- **작업 자료**:
= = = = =
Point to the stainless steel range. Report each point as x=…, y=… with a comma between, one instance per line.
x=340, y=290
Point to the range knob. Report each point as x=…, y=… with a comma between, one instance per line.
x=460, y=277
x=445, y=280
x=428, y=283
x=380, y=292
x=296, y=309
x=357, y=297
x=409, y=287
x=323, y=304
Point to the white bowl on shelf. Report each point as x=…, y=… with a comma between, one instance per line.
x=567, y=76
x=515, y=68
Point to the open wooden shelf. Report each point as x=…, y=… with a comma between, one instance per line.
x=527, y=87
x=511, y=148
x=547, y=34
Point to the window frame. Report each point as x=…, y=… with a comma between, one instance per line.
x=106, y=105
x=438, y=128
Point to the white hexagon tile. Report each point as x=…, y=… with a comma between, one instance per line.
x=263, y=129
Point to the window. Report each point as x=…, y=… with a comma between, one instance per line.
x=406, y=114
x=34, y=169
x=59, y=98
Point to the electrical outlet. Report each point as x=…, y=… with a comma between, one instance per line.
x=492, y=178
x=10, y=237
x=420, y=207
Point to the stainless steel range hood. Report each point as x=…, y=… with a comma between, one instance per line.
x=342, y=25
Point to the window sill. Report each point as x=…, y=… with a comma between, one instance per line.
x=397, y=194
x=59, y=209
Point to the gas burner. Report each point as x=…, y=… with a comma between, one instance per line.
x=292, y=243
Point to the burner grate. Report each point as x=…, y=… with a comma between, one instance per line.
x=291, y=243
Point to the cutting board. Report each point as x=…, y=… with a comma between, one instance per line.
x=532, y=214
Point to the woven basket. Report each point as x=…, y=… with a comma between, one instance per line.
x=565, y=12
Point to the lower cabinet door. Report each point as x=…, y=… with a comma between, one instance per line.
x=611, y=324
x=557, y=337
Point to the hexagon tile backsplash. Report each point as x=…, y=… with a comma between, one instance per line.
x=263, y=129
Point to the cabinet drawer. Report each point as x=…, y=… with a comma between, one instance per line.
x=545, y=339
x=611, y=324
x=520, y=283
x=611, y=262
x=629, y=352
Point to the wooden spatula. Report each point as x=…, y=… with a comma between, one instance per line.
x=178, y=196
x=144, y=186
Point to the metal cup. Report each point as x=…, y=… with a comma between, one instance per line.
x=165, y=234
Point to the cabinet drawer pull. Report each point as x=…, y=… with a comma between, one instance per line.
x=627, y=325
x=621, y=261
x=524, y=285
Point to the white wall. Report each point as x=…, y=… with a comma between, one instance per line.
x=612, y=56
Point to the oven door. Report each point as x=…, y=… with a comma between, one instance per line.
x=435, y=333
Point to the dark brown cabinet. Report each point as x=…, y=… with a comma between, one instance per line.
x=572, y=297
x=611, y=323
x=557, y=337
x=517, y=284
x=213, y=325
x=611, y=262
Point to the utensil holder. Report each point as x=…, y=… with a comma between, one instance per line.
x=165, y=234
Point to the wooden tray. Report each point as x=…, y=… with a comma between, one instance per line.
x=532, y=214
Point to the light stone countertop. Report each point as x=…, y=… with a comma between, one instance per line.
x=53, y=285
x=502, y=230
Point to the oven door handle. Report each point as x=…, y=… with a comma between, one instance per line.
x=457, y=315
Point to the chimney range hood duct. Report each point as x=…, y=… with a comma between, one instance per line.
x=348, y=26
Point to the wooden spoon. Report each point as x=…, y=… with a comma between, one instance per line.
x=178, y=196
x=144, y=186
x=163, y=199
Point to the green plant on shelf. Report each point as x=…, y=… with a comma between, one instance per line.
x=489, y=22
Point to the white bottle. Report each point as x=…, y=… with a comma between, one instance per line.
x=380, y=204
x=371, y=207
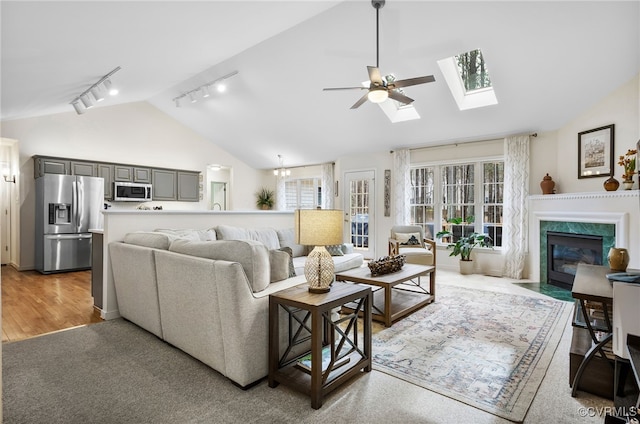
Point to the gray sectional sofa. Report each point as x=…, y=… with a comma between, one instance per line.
x=206, y=292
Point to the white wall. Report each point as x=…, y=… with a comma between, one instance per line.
x=622, y=108
x=134, y=133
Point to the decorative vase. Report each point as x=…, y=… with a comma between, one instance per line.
x=547, y=184
x=466, y=267
x=611, y=184
x=618, y=259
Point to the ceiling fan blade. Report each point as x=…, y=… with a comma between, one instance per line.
x=412, y=81
x=374, y=75
x=360, y=102
x=400, y=97
x=344, y=88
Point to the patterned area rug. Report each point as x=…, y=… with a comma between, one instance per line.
x=486, y=349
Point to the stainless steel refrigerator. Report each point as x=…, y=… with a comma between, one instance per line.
x=67, y=207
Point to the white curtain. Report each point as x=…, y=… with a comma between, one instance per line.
x=328, y=181
x=401, y=186
x=281, y=193
x=515, y=215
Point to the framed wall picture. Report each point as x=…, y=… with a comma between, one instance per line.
x=595, y=152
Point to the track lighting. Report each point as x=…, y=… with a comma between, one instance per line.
x=110, y=88
x=204, y=90
x=282, y=171
x=87, y=101
x=80, y=109
x=95, y=93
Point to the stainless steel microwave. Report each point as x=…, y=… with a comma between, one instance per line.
x=131, y=192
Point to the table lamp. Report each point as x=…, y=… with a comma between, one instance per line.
x=319, y=228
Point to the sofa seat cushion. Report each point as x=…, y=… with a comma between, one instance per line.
x=253, y=256
x=341, y=263
x=266, y=236
x=417, y=255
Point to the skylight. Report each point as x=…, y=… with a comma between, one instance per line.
x=468, y=80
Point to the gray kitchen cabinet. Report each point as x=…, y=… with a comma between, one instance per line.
x=85, y=169
x=44, y=165
x=141, y=175
x=188, y=186
x=123, y=173
x=132, y=174
x=105, y=171
x=164, y=184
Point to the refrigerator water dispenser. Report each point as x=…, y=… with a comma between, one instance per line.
x=59, y=213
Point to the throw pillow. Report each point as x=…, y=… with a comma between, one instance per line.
x=292, y=269
x=408, y=239
x=335, y=250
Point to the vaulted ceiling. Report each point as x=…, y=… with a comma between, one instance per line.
x=549, y=62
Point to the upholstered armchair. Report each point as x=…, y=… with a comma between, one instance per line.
x=409, y=240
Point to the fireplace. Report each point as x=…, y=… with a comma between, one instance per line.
x=565, y=251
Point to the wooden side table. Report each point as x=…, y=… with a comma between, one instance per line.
x=335, y=341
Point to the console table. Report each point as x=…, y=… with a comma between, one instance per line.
x=591, y=285
x=336, y=353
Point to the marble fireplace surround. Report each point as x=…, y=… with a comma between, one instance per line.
x=619, y=208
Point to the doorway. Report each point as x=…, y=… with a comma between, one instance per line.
x=359, y=214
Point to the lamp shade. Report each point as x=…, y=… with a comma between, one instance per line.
x=318, y=227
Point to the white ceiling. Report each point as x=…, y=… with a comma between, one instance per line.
x=549, y=62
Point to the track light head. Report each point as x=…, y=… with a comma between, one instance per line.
x=78, y=107
x=86, y=101
x=110, y=88
x=96, y=93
= = = = =
- **작업 지시**:
모든 항목의 줄을 다시 쓰되 "with a comma between"를 "separated by a comma"(으)로 고쳐 주세요. 나머지는 그대로 두고, 이미지는 답에 넣지 마세요.

- **작업 응답**:
Point to the stainless steel range. Report each point as x=…, y=… separated by a comma, one instance per line.
x=340, y=290
Point to the range knob. Report each point as x=…, y=… separated by a comma, one instance per line.
x=460, y=277
x=445, y=280
x=428, y=283
x=380, y=292
x=296, y=309
x=357, y=297
x=409, y=287
x=323, y=304
Point to the white bowl on shelf. Report each point as x=…, y=… separated by a comma, one instance per line.
x=567, y=76
x=515, y=68
Point to the open wooden shelf. Report each point as x=…, y=… separated by a comma, one instance per line.
x=527, y=87
x=511, y=148
x=547, y=34
Point to the window frame. Report each point as x=…, y=… separated by a comma, one instance per line.
x=106, y=105
x=438, y=128
Point to the white hexagon tile. Report each point as x=…, y=… separated by a comma, one instance per line.
x=263, y=129
Point to the window. Report each point as x=…, y=… separated by a comma, one instance per line.
x=406, y=114
x=34, y=169
x=59, y=98
Point to the electrical outlet. Report each point as x=…, y=… separated by a comma, one instance per line.
x=492, y=178
x=10, y=237
x=420, y=207
Point to the stainless steel range hood. Report each point as x=…, y=… separated by a comma, one instance per line.
x=342, y=25
Point to the window sill. Report each point as x=…, y=… separated by a comma, one instance per line.
x=397, y=194
x=59, y=209
Point to the gas burner. Report each point as x=…, y=… separated by a comma, one instance per line.
x=292, y=243
Point to the burner grate. Report each point as x=…, y=… separated by a comma, one instance per line.
x=291, y=243
Point to the cutting board. Report each point as x=…, y=… separated by a comma, one instance per line.
x=532, y=214
Point to the woven basket. Report each point as x=…, y=… separated by a comma, one instance per line.
x=565, y=12
Point to the lower cabinet door. Report each point as x=…, y=… separated by a comma, one instance per line.
x=611, y=324
x=557, y=337
Point to the hexagon tile backsplash. Report each point as x=…, y=… separated by a comma, one instance per line.
x=263, y=129
Point to the cabinet drawer. Report each point as x=…, y=… separated by a comma, one instance per line.
x=545, y=339
x=611, y=324
x=520, y=283
x=611, y=262
x=629, y=352
Point to the wooden spatula. Report each point as x=…, y=… separated by a comma, one instance per line.
x=178, y=196
x=144, y=186
Point to the metal cup. Report each point as x=…, y=… separated by a comma, one instance per line.
x=165, y=234
Point to the cabinet drawer pull. Report each point as x=…, y=… separated by a comma, one instance per line.
x=627, y=325
x=621, y=261
x=524, y=285
Point to the white wall. Report each point as x=…, y=… separated by a comma, one instance per line.
x=612, y=56
Point to the oven door. Report each point as x=…, y=… separated by a comma, one instance per line.
x=435, y=333
Point to the dark brown cabinet. Report each point as x=…, y=… separated by a comma, one instance per line.
x=572, y=297
x=611, y=323
x=557, y=337
x=517, y=284
x=213, y=325
x=611, y=262
Point to the utensil holder. Report each point as x=…, y=… separated by a comma, one instance per line.
x=165, y=234
Point to the wooden tray. Report each point as x=…, y=… separated by a comma, one instance per line.
x=532, y=214
Point to the light stone countertop. Report each point as x=…, y=… separated by a comma, one instance per line.
x=53, y=285
x=502, y=230
Point to the oven door handle. Report each point as x=…, y=… separated by a comma, one instance per line.
x=457, y=315
Point to the chimney range hood duct. Report each point as x=…, y=… separated by a comma, one instance per line.
x=348, y=26
Point to the wooden spoon. Report each point as x=…, y=… separated by a comma, one instance per line.
x=178, y=196
x=144, y=186
x=163, y=199
Point to the green plant on shelf. Report each point as x=…, y=… separated by a comma, one instance per line.
x=489, y=22
Point to the white bottle. Report each point as x=…, y=… separated by a comma, one instance per line.
x=380, y=204
x=371, y=207
Point to the gray sectional sofa. Report each point as x=…, y=… separated by a comma, one instance per line.
x=206, y=292
Point to the white wall. Report each point as x=…, y=… separated by a comma, one instance per line.
x=622, y=108
x=134, y=133
Point to the decorative vase. Report each point as x=…, y=… separated by a comma, one instance per line.
x=547, y=184
x=466, y=267
x=611, y=184
x=618, y=259
Point to the ceiling fan blade. Report each point as x=…, y=… separated by a comma, one instance per line.
x=412, y=81
x=374, y=75
x=360, y=102
x=400, y=97
x=344, y=88
Point to the patterned area rug. Report each point as x=…, y=… separated by a comma, one instance per line.
x=486, y=349
Point to the stainless steel refrigerator. Report each point as x=…, y=… separated by a comma, one instance per line.
x=67, y=207
Point to the white curtain. Report each point as x=…, y=… separated by a comma, one instance per line.
x=328, y=181
x=401, y=186
x=281, y=193
x=515, y=215
Point to the framed wall picture. Report each point as x=…, y=… separated by a comma, one instance per line.
x=595, y=152
Point to the track lighting. Report each point as x=…, y=… separated by a comma, one instance per line.
x=110, y=88
x=204, y=90
x=282, y=171
x=87, y=101
x=80, y=109
x=95, y=93
Point to the stainless steel microwave. Report each point as x=…, y=… separated by a comma, one instance per line.
x=131, y=192
Point to the table lamp. Report each point as x=…, y=… separated by a comma, one instance per line.
x=319, y=228
Point to the sofa seat cushion. Report each point as x=…, y=… separated by a comma, one instance per line.
x=253, y=256
x=341, y=263
x=266, y=236
x=417, y=255
Point to the skylight. Report each point as x=…, y=… separated by a comma, one instance per line.
x=468, y=80
Point to the gray kitchen cabinet. Report each point as x=…, y=… separated by a comma, one instance per line.
x=85, y=169
x=44, y=165
x=141, y=175
x=188, y=186
x=123, y=173
x=132, y=174
x=105, y=171
x=164, y=184
Point to the refrigerator water dispenser. Report each point as x=…, y=… separated by a comma, one instance per line.
x=59, y=213
Point to the throw pillow. Report each point as x=…, y=… separated by a comma, one instance per line.
x=292, y=269
x=408, y=239
x=335, y=250
Point to the vaulted ceiling. Report each point as x=…, y=… separated by a comma, one instance per line.
x=549, y=62
Point to the upholstered armchair. Report each point as x=…, y=… separated by a comma, one instance per line.
x=409, y=240
Point to the fireplace. Report each point as x=…, y=… separated by a comma, one instance per line.
x=565, y=251
Point to the wooden side table. Report each point as x=…, y=… separated by a comma, one instance per line.
x=335, y=341
Point to the console table. Report each point as x=…, y=… separated by a comma, one instance per line.
x=591, y=285
x=336, y=353
Point to the marble fireplace surround. Report each point as x=…, y=… separated by a comma, one instance per line.
x=619, y=208
Point to the doorway. Report each point as x=…, y=… separated by a comma, one instance per line.
x=359, y=214
Point to the lamp shade. Report each point as x=…, y=… separated by a comma, one instance per line.
x=318, y=227
Point to the white ceiling. Report each point as x=…, y=… separated by a comma, one instance per line.
x=549, y=62
Point to the track light head. Report each point as x=…, y=… separated by a comma, one instance per line.
x=78, y=107
x=86, y=101
x=110, y=88
x=96, y=93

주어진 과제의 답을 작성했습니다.